_Given instruction_
Write out the stretch of the gasket post below from "The very WORST" through "screw it down.", keeping its wording unchanged.

NOTHING I do on my jeep EVER looks that good!
I may replace/add stuff, make sure it functions correctly,
But I NEVER put that much detail into making things look that good!

Now I'm wanting a 'Pretty Jeep' too!

---------------------------------------------

As for those stamped accessory covers, like rockers, PTO plates, ect.

Spray Tack the gasket to the cover, that seals up one side,
Then a THIN coating of RTV or heavy grease on the other side next to the rigid mounting surface.
That way your gasket come off with the cover and can be reused.

The problem with 'Tin' is people over-torquing and threads pulling.

Since the tin will pull down to seal even slightly warped surfaces, you don't have to worry about the rigid surfaces being perfectly flat...

By working your sealer into the rigid surface instead of the gasket, you fill in the scratches, machining marks and other imperfections, along with sealing up some pits in the cast metal.

When you put the gasket on the RTV, just SNUG UP the plate on the soft RTV, then let the RTV set up against the cover VERY LIGHTLY snugged up...
This forms a THICK seal,
When you torque the cover into place, you compress that RTV seal ONCE IT"S CURED, and you get a very good seal.

The very WORST thing you can do is torque down on UN-CURED RTV, you squeeze out the RTV and make 'Micro' clearances, where capillary movement might (and does) move the RTV out of the area you want it to be in before it cures,
The result is a big bead on the inside and outside, but none in the actual gasket areas...

One PITA Way to make sure it's sealed is with a sheet of Fel-Pro compression Gasket material.
It's brown on one side, blue on the other,
You cut out your gasket, spray tack on the the cover mating with BROWN SIDE,
The 'Blue' side faces the rigid side, and you screw it down.

_Data lines_
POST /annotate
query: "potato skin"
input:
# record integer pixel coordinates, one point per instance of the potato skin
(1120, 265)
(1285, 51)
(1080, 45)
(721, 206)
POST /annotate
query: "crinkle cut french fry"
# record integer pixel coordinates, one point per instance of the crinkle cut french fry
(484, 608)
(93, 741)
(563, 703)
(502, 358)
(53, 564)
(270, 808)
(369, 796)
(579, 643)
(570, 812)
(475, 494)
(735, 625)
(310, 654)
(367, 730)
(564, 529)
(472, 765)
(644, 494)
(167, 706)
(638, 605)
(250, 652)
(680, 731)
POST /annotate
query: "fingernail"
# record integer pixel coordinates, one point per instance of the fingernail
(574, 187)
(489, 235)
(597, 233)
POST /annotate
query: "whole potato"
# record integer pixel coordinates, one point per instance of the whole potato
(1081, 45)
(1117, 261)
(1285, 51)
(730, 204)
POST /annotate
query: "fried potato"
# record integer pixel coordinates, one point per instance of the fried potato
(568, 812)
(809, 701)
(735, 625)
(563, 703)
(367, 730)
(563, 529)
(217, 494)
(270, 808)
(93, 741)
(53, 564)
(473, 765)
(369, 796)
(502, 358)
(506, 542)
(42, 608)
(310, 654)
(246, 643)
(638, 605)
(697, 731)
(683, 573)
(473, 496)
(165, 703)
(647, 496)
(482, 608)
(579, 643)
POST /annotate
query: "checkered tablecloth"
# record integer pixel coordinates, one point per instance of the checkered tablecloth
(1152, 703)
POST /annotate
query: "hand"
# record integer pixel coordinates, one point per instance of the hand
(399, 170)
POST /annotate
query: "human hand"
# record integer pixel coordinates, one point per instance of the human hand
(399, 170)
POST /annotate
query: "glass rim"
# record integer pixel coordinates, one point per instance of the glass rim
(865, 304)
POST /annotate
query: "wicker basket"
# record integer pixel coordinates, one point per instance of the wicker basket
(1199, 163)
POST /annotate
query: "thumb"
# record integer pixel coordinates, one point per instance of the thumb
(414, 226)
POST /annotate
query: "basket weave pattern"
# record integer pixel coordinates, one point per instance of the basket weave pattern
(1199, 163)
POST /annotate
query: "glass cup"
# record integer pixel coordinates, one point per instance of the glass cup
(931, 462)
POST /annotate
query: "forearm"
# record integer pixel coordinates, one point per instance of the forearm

_Solved problem_
The very WORST thing you can do is torque down on UN-CURED RTV, you squeeze out the RTV and make 'Micro' clearances, where capillary movement might (and does) move the RTV out of the area you want it to be in before it cures,
The result is a big bead on the inside and outside, but none in the actual gasket areas...

One PITA Way to make sure it's sealed is with a sheet of Fel-Pro compression Gasket material.
It's brown on one side, blue on the other,
You cut out your gasket, spray tack on the the cover mating with BROWN SIDE,
The 'Blue' side faces the rigid side, and you screw it down.